### Input data ###
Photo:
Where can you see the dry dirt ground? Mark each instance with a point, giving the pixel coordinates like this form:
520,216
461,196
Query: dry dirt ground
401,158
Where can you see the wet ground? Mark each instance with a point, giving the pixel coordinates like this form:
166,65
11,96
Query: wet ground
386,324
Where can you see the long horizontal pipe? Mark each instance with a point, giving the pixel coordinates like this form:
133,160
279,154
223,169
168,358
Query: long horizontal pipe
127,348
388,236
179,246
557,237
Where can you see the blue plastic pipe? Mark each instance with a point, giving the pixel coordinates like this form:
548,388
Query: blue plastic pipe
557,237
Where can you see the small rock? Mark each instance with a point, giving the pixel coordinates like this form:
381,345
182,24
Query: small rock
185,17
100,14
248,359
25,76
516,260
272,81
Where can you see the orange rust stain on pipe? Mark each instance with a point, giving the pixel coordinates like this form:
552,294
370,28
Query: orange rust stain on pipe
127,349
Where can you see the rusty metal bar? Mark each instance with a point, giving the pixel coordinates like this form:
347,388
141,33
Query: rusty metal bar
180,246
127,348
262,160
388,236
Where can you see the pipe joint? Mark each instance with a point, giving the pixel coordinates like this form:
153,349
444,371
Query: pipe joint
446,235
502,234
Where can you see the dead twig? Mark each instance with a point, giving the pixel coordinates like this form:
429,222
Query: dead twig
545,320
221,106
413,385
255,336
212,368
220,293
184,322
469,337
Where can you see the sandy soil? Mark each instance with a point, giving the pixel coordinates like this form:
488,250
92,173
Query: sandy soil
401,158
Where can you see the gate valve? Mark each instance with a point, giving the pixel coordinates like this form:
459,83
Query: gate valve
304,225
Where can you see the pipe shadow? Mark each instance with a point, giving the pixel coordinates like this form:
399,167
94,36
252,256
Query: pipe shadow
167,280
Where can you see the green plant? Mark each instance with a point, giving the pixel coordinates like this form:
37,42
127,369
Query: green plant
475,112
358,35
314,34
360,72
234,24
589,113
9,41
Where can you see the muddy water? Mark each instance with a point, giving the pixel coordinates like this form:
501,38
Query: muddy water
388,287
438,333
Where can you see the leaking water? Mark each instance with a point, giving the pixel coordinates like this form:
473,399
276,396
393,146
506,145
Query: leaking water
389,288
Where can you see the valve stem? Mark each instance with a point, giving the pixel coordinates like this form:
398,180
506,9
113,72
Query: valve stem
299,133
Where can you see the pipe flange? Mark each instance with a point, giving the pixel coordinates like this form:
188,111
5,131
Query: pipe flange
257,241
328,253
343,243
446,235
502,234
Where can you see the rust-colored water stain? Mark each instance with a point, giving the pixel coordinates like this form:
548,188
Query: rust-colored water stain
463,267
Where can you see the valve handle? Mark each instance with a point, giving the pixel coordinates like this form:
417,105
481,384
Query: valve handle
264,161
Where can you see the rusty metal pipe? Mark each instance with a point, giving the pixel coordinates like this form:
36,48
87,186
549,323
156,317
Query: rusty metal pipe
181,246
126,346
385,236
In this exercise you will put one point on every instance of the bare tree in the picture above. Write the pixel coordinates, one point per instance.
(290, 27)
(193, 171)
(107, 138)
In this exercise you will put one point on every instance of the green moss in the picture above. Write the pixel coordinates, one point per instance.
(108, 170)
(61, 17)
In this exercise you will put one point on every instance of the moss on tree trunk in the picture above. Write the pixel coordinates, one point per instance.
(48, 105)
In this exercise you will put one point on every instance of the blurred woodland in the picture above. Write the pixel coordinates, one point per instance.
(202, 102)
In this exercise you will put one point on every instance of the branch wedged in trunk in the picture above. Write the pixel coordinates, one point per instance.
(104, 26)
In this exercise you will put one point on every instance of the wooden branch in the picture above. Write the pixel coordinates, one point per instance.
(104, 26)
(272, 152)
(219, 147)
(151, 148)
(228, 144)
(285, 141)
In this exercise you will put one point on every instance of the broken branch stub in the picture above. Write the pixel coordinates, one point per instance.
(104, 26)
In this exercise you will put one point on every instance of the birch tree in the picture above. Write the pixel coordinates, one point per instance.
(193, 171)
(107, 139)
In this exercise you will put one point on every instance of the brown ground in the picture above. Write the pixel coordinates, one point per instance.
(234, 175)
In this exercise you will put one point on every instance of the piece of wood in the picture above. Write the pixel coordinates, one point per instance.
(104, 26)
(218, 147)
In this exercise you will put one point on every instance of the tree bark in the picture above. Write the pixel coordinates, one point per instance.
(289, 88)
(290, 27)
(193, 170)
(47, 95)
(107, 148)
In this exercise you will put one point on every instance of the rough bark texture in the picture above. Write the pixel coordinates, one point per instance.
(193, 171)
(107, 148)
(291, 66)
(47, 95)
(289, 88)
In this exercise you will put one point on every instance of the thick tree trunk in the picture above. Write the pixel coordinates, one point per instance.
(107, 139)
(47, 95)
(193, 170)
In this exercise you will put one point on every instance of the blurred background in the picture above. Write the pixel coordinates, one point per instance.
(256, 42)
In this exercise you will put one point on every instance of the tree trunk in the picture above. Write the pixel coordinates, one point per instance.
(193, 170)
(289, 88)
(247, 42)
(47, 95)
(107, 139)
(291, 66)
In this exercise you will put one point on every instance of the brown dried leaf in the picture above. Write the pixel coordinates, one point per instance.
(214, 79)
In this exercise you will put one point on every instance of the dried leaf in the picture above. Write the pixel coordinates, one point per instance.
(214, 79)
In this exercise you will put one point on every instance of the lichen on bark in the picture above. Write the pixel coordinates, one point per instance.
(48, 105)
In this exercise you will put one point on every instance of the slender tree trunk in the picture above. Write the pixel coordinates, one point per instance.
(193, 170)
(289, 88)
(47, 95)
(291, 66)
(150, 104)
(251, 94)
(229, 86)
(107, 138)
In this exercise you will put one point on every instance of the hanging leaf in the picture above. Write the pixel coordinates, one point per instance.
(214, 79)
###
# [Task]
Take the entries above and repeat them verbatim.

# [The completed task]
Photo:
Where can you see the dry dirt ground? Mark each instance with a point, giving the pixel coordinates like this form:
520,216
461,196
Query: dry dirt ground
401,158
Where can you see the wet ground? Mark each instance with a point, giving the pixel coordinates like this form:
166,65
11,96
Query: wet ground
386,324
Where can you see the long horizontal pipe? Mark each instance with a point, giving the pixel coordinates like this form:
133,160
279,154
223,169
168,358
Query: long horizontal pipe
127,348
388,236
179,246
557,237
Where can you see the blue plastic pipe? Mark each instance with a point, giving the pixel coordinates like this form:
548,388
Query: blue plastic pipe
557,237
Where can you see the small rock? Mark each instance with a point, giving the pixel coordinates like this form:
381,345
182,24
Query: small rock
185,17
100,14
248,359
25,76
516,260
272,81
Where can you see the orange rust stain on pipe? Mark each instance with a point, giving the pixel coordinates like this form:
552,294
370,28
Query: orange rust stain on pipe
127,349
Where can you see the rusty metal bar? Mark each instance with a point, giving the pixel coordinates like this form:
347,388
141,33
Query: rusty metal bar
180,246
127,348
262,160
388,236
Where can you see the pipe joint? Mark each instance with a point, giving the pixel coordinates like this form:
153,349
444,371
Query: pipe joint
446,235
502,234
Where can you see the dead twig? Mark each instance with a point, giving the pixel coordinates like this form:
429,222
Query: dead twig
545,320
221,106
413,385
255,336
212,368
220,293
184,322
469,337
Where can you see the sandy soil? Mark each instance with a point, giving the pixel coordinates like this form:
488,250
92,173
Query: sandy soil
401,158
Where can you see the gate valve? Mark each instance with a point, giving the pixel coordinates like this form:
459,83
Query: gate valve
304,225
Where can you see the pipe shadow? Mark each instance with a point, giving the pixel coordinates like this form:
399,167
94,36
252,256
Query: pipe shadow
167,280
Where can you see the green plant? Mark each instance with a point, giving the pixel coordinates like this form:
37,42
127,369
Query: green plant
475,112
358,35
314,34
360,72
234,24
589,113
9,41
Where can you see the muddy water? Mark each instance with a point, giving the pixel coordinates like this form:
501,38
Query: muddy water
388,287
438,333
Where can you see the leaking water? Mark each instance with a point, giving the pixel coordinates like this form:
473,399
276,396
393,146
506,145
Query: leaking water
389,288
Where can you see the valve stem? Mark each instance with a point, giving the pixel coordinates like this form:
398,180
506,9
113,72
Query: valve stem
299,133
Where can you see the pipe flange? Mark each instance with a point, giving the pixel coordinates like this form:
188,111
5,131
Query: pipe flange
257,241
328,253
343,243
446,235
502,234
Where can you see the rust-colored water stain? Mark each instance with a point, giving the pixel coordinates like this form:
548,188
Query: rust-colored water stain
463,267
Where can you see the valve handle? Mark each instance with a point, giving the pixel coordinates like this form:
417,105
481,384
Query: valve handle
264,161
Where can you see the rusty metal pipe? Mark each instance with a point, giving the pixel coordinates like this form:
36,48
87,186
549,323
156,317
Query: rusty metal pipe
181,246
126,346
385,236
In this exercise you will put one point on every instance of the bare tree in the picture above. Write the pixel coordinates, one point per instance.
(290, 27)
(193, 171)
(107, 138)
In this exercise you will put one point on every instance of the green moss in the picture above. Write the pixel coordinates, one point per instance.
(108, 170)
(61, 17)
In this exercise you will put one point on every instance of the moss on tree trunk in the picture above. Write the pixel coordinates, one point per instance.
(48, 105)
In this exercise you will put one point on every instance of the blurred woodland in the picture above. Write the pixel coordinates, one point per instance.
(202, 102)
In this exercise you will put one point on every instance of the branch wedged in trunk in the picture above. Write the pixel coordinates, one point per instance.
(104, 26)
In this exercise you will put one point on every instance of the wooden branch in the picture above. Write the pixel coordinates, one point per instance.
(104, 26)
(272, 152)
(219, 147)
(151, 148)
(228, 144)
(285, 141)
In this exercise you will put one point on every instance of the broken branch stub in the picture above. Write the pixel coordinates, one point per instance.
(104, 26)
In this exercise you will put one point on every instance of the birch tree in the picture above. Write the pixel coordinates, one point per instance.
(193, 171)
(107, 139)
In this exercise you will put one point on every instance of the brown ground in the picture above. Write the pixel coordinates, one point per instance.
(234, 175)
In this exercise you will put one point on every instance of the piece of wood in the picture above. Write the pixel coordinates, one point per instance.
(104, 26)
(218, 147)
In this exercise you will put one point on every instance of the tree bark in the picture above. Write the pixel coordinates, one point per instance.
(289, 88)
(290, 27)
(193, 170)
(47, 95)
(107, 148)
In this exercise you will put one point on every instance of the rough bark texture in the picture above. Write the pixel coordinates, one point per instance.
(193, 171)
(107, 148)
(291, 66)
(47, 95)
(289, 88)
In this exercise you will put one point on every instance of the thick tree trunk in the picture above. Write the pixel coordinates, one point per instance.
(107, 139)
(47, 95)
(193, 170)
In this exercise you will put one point on every instance of the blurred background in the picture above. Write the pixel coordinates, one point per instance.
(256, 42)
In this exercise you will put one point on every instance of the tree trunk in the picture above. Write the pixel coordinates, one point per instance.
(193, 170)
(289, 88)
(247, 42)
(47, 95)
(107, 139)
(291, 66)
In this exercise you will put one point on every instance of the brown dried leaf in the picture above. Write the pixel coordinates, one point per instance.
(214, 79)
In this exercise you will put one point on every instance of the dried leaf in the picture above. Write the pixel coordinates, one point per instance.
(214, 79)
In this exercise you will put one point on every instance of the lichen on bark in the picture above. Write the pixel coordinates, one point per instance.
(48, 105)
In this exercise you will put one point on every instance of the slender tree trunk in the picture above. Write the pixel coordinates, one point per instance.
(193, 170)
(289, 88)
(47, 95)
(291, 66)
(150, 104)
(251, 94)
(229, 86)
(107, 138)
In this exercise you will put one point on every instance of the hanging leaf in the picture above. Write the pixel coordinates, one point per instance.
(214, 79)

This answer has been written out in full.